小日向がヤクザになったのは矢野に“惚れた”から
そもそも小日向死刑囚はなぜヤクザの道に進んだのか。小日向死刑囚の手記には、その経緯についてこう綴られている。
《私は17歳の頃、新宿のキャバクラでボーイとして働いていました。ある日、ボーイ同士で喧嘩になり、それを幸平一家池袋の人に見られて、「見所がある」と言われ、ヤクザにスカウトされました。後日、その人の池袋のマンションに転がり込みました。
数日後、別の組員が私を迎えに来て、そこで初めて矢野会長と会いました。当時はまだ組長でした。初めて居酒屋で会い、話をしました。それから数軒スナックをはしごし、そこで私に両手の指(両手の小指が根元から欠損)を見せ、「見ろまだ8本ある。足の指を入れれば18本ある。何でも好きなことをしてこい。がいまち(間違いの事)があったら俺が指をけずって(指を詰めて)けじめつけてやる。心配するな好きにやれ」と言われました。どこの馬の骨ともわからないガキに、「俺の指をやる」と言われたのです。
自分が逆の立場だったら、同じことを言えるだろうか……。なんと男らしい人だろうと思いました。そして、「今日から俺のことを親父と呼べ」と言われました。私はうれしく思いました。「この人についていってみよう」と思ったのです》
手記では、『前橋スナック銃乱射事件』を指示した矢野死刑囚に対し、不満を抱え続けてきたと明かしている小日向被告だが、ヤクザの道を志したのはその男に“惚れた”のがきっかけだったのだ。

● **課題**: 出典の文章のうち、「数日後、別の組員が私を迎えに」から「指をやる」と言われたのです。」までを一字も変えずに書き写してください。 この後に続く行は参照しなくてかまいません。

● **提示データ**:
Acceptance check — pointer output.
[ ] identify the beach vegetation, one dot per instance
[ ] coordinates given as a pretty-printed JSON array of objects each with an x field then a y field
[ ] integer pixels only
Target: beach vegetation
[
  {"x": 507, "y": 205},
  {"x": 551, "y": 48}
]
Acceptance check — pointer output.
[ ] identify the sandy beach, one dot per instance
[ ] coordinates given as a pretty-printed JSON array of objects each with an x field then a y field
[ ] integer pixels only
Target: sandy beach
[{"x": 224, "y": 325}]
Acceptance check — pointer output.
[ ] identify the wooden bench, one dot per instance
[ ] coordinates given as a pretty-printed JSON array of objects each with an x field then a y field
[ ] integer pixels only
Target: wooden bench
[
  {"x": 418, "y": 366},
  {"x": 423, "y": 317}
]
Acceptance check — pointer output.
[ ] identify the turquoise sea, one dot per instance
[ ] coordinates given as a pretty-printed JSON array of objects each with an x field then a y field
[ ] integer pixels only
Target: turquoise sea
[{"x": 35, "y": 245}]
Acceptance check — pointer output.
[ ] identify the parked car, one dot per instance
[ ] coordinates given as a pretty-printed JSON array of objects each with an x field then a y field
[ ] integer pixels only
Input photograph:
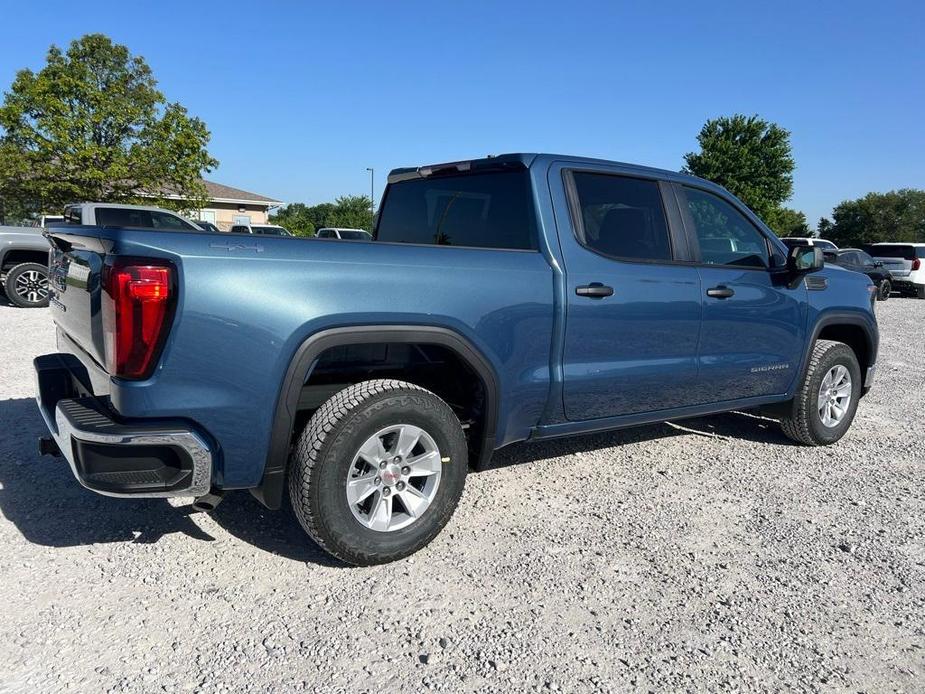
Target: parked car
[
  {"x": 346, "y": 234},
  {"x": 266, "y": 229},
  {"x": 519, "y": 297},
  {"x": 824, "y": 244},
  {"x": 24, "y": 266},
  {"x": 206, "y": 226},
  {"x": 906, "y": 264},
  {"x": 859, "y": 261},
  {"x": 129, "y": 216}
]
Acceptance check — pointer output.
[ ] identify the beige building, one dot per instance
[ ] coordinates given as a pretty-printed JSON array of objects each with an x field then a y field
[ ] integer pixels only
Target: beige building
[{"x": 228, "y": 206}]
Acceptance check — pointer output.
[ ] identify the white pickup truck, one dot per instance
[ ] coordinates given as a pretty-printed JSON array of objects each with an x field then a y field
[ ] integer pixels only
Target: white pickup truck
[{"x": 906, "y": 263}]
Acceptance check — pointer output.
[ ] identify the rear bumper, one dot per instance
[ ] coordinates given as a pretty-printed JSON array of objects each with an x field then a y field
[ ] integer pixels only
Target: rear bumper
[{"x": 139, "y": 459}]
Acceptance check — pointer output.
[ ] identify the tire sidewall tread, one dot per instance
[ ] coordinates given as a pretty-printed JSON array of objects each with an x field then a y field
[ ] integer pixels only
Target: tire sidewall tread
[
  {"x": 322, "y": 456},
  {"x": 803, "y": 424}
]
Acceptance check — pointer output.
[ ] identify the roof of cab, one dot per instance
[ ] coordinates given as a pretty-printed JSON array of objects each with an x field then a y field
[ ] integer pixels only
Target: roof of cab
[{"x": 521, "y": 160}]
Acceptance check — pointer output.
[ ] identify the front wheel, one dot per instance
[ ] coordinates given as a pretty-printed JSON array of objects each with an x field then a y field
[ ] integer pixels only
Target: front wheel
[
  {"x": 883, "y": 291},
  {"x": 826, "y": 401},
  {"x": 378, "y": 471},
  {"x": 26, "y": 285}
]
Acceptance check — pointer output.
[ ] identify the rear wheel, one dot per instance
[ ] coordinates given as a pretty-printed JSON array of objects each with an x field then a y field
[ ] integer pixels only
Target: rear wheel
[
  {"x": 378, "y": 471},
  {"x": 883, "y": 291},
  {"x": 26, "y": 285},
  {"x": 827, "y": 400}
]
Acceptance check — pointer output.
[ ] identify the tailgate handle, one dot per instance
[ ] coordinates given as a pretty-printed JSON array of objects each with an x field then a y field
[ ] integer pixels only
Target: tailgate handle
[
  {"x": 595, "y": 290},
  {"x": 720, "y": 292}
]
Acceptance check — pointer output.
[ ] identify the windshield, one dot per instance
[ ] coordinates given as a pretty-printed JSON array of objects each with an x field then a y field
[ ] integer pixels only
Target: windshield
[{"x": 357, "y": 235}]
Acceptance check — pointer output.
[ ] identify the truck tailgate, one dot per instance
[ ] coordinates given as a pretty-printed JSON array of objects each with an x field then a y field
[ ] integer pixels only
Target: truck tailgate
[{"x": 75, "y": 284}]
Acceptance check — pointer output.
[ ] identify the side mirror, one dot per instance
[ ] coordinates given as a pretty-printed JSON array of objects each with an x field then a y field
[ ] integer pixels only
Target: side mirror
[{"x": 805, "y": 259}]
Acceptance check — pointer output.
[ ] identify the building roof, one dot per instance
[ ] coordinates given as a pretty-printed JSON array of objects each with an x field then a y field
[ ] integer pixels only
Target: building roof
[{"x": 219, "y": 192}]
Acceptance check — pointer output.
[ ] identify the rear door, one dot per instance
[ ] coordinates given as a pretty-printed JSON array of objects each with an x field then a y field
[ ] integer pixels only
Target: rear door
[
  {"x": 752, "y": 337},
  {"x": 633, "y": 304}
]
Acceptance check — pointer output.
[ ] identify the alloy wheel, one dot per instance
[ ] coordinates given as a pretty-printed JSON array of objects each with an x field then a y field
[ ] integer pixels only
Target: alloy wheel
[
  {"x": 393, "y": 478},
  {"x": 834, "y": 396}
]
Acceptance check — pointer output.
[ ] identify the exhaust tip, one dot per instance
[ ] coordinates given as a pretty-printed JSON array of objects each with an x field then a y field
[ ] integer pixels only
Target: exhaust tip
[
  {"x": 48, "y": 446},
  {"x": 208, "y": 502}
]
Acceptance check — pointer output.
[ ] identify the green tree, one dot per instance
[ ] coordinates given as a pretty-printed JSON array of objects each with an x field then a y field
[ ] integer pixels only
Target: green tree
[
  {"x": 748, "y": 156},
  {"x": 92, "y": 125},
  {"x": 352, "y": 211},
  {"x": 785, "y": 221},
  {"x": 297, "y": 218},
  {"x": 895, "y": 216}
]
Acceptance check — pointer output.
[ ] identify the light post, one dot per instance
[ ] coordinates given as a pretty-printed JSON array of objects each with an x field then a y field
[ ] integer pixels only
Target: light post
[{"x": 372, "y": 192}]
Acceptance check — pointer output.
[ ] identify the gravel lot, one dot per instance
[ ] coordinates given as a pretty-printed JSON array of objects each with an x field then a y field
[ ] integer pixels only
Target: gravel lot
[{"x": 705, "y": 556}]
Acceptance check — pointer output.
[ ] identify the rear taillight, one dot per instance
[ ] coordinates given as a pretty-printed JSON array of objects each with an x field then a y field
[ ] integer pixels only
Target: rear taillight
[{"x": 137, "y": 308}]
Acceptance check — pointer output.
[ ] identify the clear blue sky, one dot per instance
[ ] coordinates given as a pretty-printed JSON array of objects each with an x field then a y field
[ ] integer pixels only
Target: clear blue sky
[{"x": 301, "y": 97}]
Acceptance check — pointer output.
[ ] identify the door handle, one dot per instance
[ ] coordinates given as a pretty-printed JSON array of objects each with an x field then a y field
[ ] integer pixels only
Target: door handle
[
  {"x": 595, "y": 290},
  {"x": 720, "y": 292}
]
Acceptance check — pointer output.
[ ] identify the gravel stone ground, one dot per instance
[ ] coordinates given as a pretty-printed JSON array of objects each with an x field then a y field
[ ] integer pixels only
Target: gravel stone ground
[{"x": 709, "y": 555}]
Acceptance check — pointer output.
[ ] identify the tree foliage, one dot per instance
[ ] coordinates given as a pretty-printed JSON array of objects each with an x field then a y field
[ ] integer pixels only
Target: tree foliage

● **解答**:
数日後、別の組員が私を迎えに来て、そこで初めて矢野会長と会いました。当時はまだ組長でした。初めて居酒屋で会い、話をしました。それから数軒スナックをはしごし、そこで私に両手の指(両手の小指が根元から欠損)を見せ、「見ろまだ8本ある。足の指を入れれば18本ある。何でも好きなことをしてこい。がいまち(間違いの事)があったら俺が指をけずって(指を詰めて)けじめつけてやる。心配するな好きにやれ」と言われました。どこの馬の骨ともわからないガキに、「俺の指をやる」と言われたのです。